* QUESTIONS TO ANSWER:
[1] In the excerpt on Tony Russell, copy word for word the part from "English jazz musician (1929–1970)" up to and including "composer Giacomo Meyerbeer.".
[2] Translate this sentence from the excerpt on Tony Russell into Spanish: "Russell studied composition with Richard Rodney Bennett and Bill Russo."

English jazz musician (1929–1970)

Keith Anthony Caesar Russell (24 May 1929 – 20 July 1970), known as Tony Russell, was an English jazz musician and composer, pianist and trombonist. Notably, he worked extensively with Johnny Dankworth and created the score for The Matchgirls, together with writing theme tunes and background music for TV series such as On the Buses and the children's programme The Herbs. He also composed the music for The Herbs' spin-off, The Adventures of Parsley. At the end of his life, he turned from the jazz idiom to write a setting of a Mass.

==Early life==
Tony Russell was born 24 May 1929 in Wanstead, Essex, England. As a youth, he became very interested in jazz, learning the trombone, baritone horn and piano. Russell was the half-brother of geologist Michael Russell, and the half-siblings are distantly related to German opera composer Giacomo Meyerbeer.

==Career==
Russell's jazz career began at the age of 15, when he played as a New Orleans-style trombonist with the London-based Washington and Lee Swing, George Webb's Dixilanders George Webb. In 1946 he formed the pioneering trad band, the Russell-Wickham Hot Six, which he led with the trumpeter Alan Wickham. At this time he was known as Rag's Russell because he played a little ragtime on the piano. In the fledgling years of his career, he also performed vocals.

He played with Vic Lewis, Oscar Rabin, Ralph Sharon, Jack Parnell and Tony Crombie. In 1957 he led a band of his own, after which, he began his association with Johnny Dankworth, first as a trombonist in his big band. Here he had the opportunity to both arrange and compose - a favourite jazz piece often included in performances was Russell's "Joe And Lol's Blues". He recorded quite extensively with the band from December 1956 and can be heard on most of the bands Parlophone, Columbia, Top Rank and Fontana albums. He was the band's road manager for many years. In 1959 he went with the band to play at the Newport Jazz Festival.

Russell studied composition with Richard Rodney Bennett and Bill Russo. He was in Russo's London Jazz Orchestra and took over running this when Russo returned to the United States in 1965. In his later years, Russell became busier as a composer and won acclaim in 1966 for writing the score for the musical Matchgirls, which has enjoyed longevity into the 21st century. In this same year, with Johnny Dankworth and Johnny Flanagan, he formed Music Activity Management Ltd. Russell continued to play in the band and on sessions for other leaders. He also wrote music for shows and TV series such as On the Buses, and the children's programme The Herbs.

Russell suffered for many years with Hodgkin's disease. During his final illness, he was commissioned to compose a Mass, a Missa Brevis, which was completed shortly before he died. In his final composition, he moves from an overt jazz idiom, to encompass classical features of vocal scoring and instrumentation. "The Russell Mass" stands somewhere between the jazz, classical and popular styles of the 20th century.

Russell appeared in Terence Donovan's 1967 photograph taken in Trafalgar Square, featuring 39 musicians.

==Personal life and death==
Russell met and married Angela Esposito in 1950; the couple had five children together. He also had a child from an earlier relationship. Russell died on 20 July 1970, aged 41.

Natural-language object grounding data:
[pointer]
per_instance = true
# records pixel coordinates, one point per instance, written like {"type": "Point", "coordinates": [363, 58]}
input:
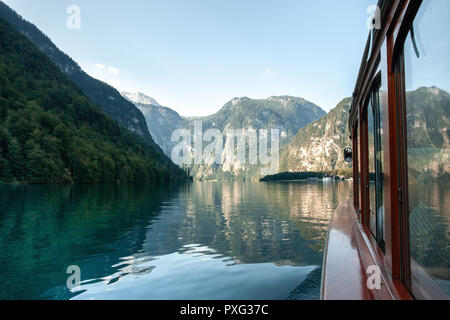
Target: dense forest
{"type": "Point", "coordinates": [50, 132]}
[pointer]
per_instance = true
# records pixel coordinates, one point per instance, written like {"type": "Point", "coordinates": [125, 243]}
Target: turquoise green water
{"type": "Point", "coordinates": [196, 241]}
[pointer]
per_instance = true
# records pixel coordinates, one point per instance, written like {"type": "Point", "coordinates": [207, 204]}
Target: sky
{"type": "Point", "coordinates": [195, 55]}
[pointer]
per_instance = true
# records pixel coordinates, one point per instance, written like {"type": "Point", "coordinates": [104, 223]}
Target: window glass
{"type": "Point", "coordinates": [356, 166]}
{"type": "Point", "coordinates": [376, 175]}
{"type": "Point", "coordinates": [360, 156]}
{"type": "Point", "coordinates": [427, 82]}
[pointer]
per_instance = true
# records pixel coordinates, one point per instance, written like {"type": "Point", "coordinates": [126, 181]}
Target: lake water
{"type": "Point", "coordinates": [226, 240]}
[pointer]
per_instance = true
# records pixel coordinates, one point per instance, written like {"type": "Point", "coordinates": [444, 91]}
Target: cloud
{"type": "Point", "coordinates": [113, 70]}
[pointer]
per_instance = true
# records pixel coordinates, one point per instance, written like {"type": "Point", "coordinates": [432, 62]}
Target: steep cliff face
{"type": "Point", "coordinates": [286, 114]}
{"type": "Point", "coordinates": [318, 146]}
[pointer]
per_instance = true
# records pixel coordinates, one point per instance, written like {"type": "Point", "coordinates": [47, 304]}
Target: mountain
{"type": "Point", "coordinates": [285, 113]}
{"type": "Point", "coordinates": [139, 98]}
{"type": "Point", "coordinates": [50, 132]}
{"type": "Point", "coordinates": [105, 96]}
{"type": "Point", "coordinates": [319, 146]}
{"type": "Point", "coordinates": [162, 122]}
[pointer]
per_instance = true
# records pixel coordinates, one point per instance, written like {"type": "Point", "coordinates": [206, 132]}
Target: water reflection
{"type": "Point", "coordinates": [198, 241]}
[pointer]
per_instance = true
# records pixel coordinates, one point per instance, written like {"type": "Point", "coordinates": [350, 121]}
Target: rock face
{"type": "Point", "coordinates": [318, 147]}
{"type": "Point", "coordinates": [428, 113]}
{"type": "Point", "coordinates": [285, 113]}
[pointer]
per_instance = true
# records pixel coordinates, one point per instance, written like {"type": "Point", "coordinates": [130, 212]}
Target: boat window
{"type": "Point", "coordinates": [376, 175]}
{"type": "Point", "coordinates": [427, 85]}
{"type": "Point", "coordinates": [360, 157]}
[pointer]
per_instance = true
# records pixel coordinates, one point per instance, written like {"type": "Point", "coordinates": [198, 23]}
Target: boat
{"type": "Point", "coordinates": [375, 248]}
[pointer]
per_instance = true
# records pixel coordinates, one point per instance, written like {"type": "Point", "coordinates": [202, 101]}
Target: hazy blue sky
{"type": "Point", "coordinates": [195, 55]}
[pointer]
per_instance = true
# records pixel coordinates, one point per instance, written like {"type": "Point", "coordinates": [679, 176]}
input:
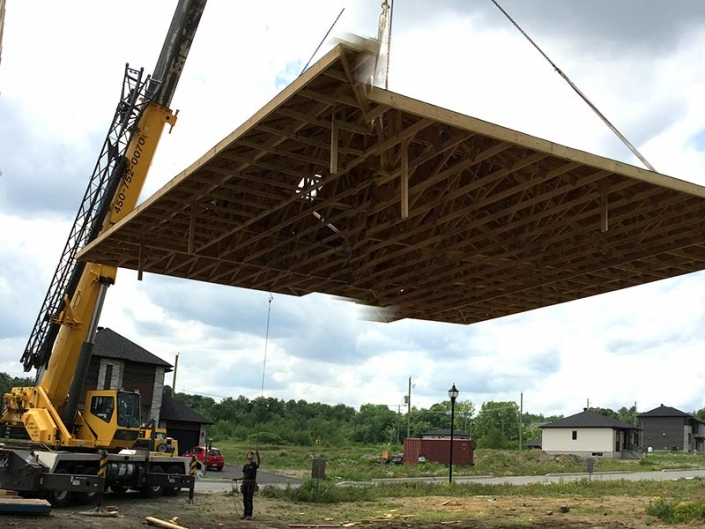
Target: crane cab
{"type": "Point", "coordinates": [113, 417]}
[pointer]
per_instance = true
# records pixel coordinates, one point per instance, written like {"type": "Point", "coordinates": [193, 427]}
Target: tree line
{"type": "Point", "coordinates": [496, 424]}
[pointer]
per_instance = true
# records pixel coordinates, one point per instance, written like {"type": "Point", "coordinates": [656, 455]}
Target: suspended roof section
{"type": "Point", "coordinates": [339, 188]}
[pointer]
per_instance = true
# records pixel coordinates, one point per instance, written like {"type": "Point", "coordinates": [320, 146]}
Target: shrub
{"type": "Point", "coordinates": [677, 511]}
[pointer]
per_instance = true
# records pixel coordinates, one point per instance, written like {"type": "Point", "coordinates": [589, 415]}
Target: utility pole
{"type": "Point", "coordinates": [173, 384]}
{"type": "Point", "coordinates": [408, 411]}
{"type": "Point", "coordinates": [521, 413]}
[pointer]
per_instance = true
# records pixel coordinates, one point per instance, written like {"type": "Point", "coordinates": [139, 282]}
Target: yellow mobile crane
{"type": "Point", "coordinates": [66, 450]}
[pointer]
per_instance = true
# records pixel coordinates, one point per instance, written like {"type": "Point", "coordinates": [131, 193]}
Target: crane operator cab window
{"type": "Point", "coordinates": [103, 407]}
{"type": "Point", "coordinates": [128, 410]}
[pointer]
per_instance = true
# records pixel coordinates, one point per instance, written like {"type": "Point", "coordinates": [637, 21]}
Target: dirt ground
{"type": "Point", "coordinates": [221, 511]}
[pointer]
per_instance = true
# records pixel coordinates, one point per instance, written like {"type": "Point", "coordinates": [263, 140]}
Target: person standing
{"type": "Point", "coordinates": [249, 482]}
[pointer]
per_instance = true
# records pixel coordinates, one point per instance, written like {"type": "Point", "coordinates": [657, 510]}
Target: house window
{"type": "Point", "coordinates": [108, 376]}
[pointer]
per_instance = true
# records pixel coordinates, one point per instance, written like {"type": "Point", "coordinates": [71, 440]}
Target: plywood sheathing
{"type": "Point", "coordinates": [342, 189]}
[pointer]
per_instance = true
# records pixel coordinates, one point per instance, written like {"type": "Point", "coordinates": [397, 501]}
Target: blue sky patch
{"type": "Point", "coordinates": [291, 71]}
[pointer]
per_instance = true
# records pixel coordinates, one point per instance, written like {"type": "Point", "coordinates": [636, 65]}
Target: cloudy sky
{"type": "Point", "coordinates": [642, 62]}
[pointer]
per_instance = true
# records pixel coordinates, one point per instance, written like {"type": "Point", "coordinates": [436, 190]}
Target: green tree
{"type": "Point", "coordinates": [627, 415]}
{"type": "Point", "coordinates": [374, 423]}
{"type": "Point", "coordinates": [497, 425]}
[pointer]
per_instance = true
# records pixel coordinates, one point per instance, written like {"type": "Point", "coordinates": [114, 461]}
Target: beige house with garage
{"type": "Point", "coordinates": [590, 434]}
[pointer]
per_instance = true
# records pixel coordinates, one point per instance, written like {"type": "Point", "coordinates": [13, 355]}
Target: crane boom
{"type": "Point", "coordinates": [62, 342]}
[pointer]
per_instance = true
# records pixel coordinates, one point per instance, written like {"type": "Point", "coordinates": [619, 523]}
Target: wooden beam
{"type": "Point", "coordinates": [604, 191]}
{"type": "Point", "coordinates": [404, 180]}
{"type": "Point", "coordinates": [333, 145]}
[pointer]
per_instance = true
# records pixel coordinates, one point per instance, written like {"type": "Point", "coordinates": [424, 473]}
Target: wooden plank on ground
{"type": "Point", "coordinates": [24, 505]}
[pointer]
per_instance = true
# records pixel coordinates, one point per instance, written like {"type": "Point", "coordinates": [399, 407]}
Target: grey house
{"type": "Point", "coordinates": [667, 428]}
{"type": "Point", "coordinates": [183, 424]}
{"type": "Point", "coordinates": [590, 434]}
{"type": "Point", "coordinates": [120, 363]}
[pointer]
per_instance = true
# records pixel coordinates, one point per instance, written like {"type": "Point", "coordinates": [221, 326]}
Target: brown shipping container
{"type": "Point", "coordinates": [438, 450]}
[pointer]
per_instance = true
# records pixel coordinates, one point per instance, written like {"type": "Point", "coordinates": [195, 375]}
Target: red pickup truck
{"type": "Point", "coordinates": [213, 459]}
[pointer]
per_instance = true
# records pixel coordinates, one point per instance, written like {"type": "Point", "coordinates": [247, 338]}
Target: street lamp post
{"type": "Point", "coordinates": [453, 394]}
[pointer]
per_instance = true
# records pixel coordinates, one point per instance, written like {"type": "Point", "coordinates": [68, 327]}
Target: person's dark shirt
{"type": "Point", "coordinates": [249, 471]}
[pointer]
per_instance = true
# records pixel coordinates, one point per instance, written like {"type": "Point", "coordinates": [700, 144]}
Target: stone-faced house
{"type": "Point", "coordinates": [590, 434]}
{"type": "Point", "coordinates": [667, 428]}
{"type": "Point", "coordinates": [120, 363]}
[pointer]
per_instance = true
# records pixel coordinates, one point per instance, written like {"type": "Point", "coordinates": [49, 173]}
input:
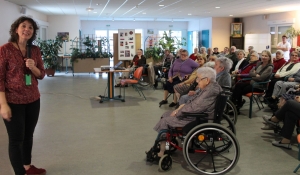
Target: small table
{"type": "Point", "coordinates": [110, 84]}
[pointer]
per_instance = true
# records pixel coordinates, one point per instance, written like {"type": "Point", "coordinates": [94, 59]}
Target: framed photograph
{"type": "Point", "coordinates": [64, 35]}
{"type": "Point", "coordinates": [236, 30]}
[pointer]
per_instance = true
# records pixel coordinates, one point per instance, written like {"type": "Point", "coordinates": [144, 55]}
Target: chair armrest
{"type": "Point", "coordinates": [199, 115]}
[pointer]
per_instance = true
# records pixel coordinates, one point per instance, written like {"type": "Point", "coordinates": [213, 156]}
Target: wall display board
{"type": "Point", "coordinates": [126, 43]}
{"type": "Point", "coordinates": [260, 42]}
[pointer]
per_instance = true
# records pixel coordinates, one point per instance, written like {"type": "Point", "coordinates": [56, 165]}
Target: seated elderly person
{"type": "Point", "coordinates": [289, 112]}
{"type": "Point", "coordinates": [222, 67]}
{"type": "Point", "coordinates": [288, 69]}
{"type": "Point", "coordinates": [179, 69]}
{"type": "Point", "coordinates": [206, 78]}
{"type": "Point", "coordinates": [184, 87]}
{"type": "Point", "coordinates": [211, 61]}
{"type": "Point", "coordinates": [261, 73]}
{"type": "Point", "coordinates": [241, 61]}
{"type": "Point", "coordinates": [244, 71]}
{"type": "Point", "coordinates": [281, 87]}
{"type": "Point", "coordinates": [278, 61]}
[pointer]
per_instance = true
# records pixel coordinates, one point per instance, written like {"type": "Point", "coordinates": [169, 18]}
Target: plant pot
{"type": "Point", "coordinates": [50, 72]}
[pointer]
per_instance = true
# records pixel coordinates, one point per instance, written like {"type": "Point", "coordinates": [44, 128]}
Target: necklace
{"type": "Point", "coordinates": [20, 50]}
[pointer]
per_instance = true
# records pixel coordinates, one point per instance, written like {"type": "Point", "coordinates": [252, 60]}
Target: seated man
{"type": "Point", "coordinates": [290, 113]}
{"type": "Point", "coordinates": [206, 79]}
{"type": "Point", "coordinates": [281, 87]}
{"type": "Point", "coordinates": [222, 67]}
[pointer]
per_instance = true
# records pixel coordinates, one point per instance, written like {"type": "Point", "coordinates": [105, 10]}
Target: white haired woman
{"type": "Point", "coordinates": [206, 78]}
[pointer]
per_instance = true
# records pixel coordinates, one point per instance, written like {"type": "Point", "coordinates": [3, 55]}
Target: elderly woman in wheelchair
{"type": "Point", "coordinates": [183, 124]}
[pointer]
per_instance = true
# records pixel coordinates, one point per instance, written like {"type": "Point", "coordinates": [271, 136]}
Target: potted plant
{"type": "Point", "coordinates": [89, 53]}
{"type": "Point", "coordinates": [166, 42]}
{"type": "Point", "coordinates": [292, 33]}
{"type": "Point", "coordinates": [50, 49]}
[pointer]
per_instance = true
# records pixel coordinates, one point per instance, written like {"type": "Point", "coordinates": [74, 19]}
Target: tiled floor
{"type": "Point", "coordinates": [76, 135]}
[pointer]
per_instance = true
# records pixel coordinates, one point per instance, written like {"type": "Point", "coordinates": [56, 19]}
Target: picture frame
{"type": "Point", "coordinates": [236, 30]}
{"type": "Point", "coordinates": [150, 31]}
{"type": "Point", "coordinates": [64, 35]}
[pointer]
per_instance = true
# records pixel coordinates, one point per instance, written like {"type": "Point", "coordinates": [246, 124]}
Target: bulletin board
{"type": "Point", "coordinates": [260, 42]}
{"type": "Point", "coordinates": [126, 44]}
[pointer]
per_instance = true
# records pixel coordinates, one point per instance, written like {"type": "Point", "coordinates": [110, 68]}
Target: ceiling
{"type": "Point", "coordinates": [151, 10]}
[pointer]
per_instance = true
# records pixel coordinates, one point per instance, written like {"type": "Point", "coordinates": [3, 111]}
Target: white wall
{"type": "Point", "coordinates": [220, 35]}
{"type": "Point", "coordinates": [64, 23]}
{"type": "Point", "coordinates": [89, 27]}
{"type": "Point", "coordinates": [9, 13]}
{"type": "Point", "coordinates": [257, 24]}
{"type": "Point", "coordinates": [206, 24]}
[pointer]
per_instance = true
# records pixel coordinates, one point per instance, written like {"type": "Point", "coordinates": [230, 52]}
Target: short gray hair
{"type": "Point", "coordinates": [225, 62]}
{"type": "Point", "coordinates": [255, 53]}
{"type": "Point", "coordinates": [280, 51]}
{"type": "Point", "coordinates": [240, 51]}
{"type": "Point", "coordinates": [207, 72]}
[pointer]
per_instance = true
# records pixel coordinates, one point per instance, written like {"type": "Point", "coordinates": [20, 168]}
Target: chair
{"type": "Point", "coordinates": [134, 82]}
{"type": "Point", "coordinates": [256, 95]}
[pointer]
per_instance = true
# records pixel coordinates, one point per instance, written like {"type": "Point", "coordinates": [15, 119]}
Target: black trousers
{"type": "Point", "coordinates": [20, 134]}
{"type": "Point", "coordinates": [289, 112]}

* SOLUTIONS BY TASK:
[1]
English jazz musician (1929–1970)

Keith Anthony Caesar Russell (24 May 1929 – 20 July 1970), known as Tony Russell, was an English jazz musician and composer, pianist and trombonist. Notably, he worked extensively with Johnny Dankworth and created the score for The Matchgirls, together with writing theme tunes and background music for TV series such as On the Buses and the children's programme The Herbs. He also composed the music for The Herbs' spin-off, The Adventures of Parsley. At the end of his life, he turned from the jazz idiom to write a setting of a Mass.

==Early life==
Tony Russell was born 24 May 1929 in Wanstead, Essex, England. As a youth, he became very interested in jazz, learning the trombone, baritone horn and piano. Russell was the half-brother of geologist Michael Russell, and the half-siblings are distantly related to German opera composer Giacomo Meyerbeer.

[2] Russell estudió composición con Richard Rodney Bennett y Bill Russo.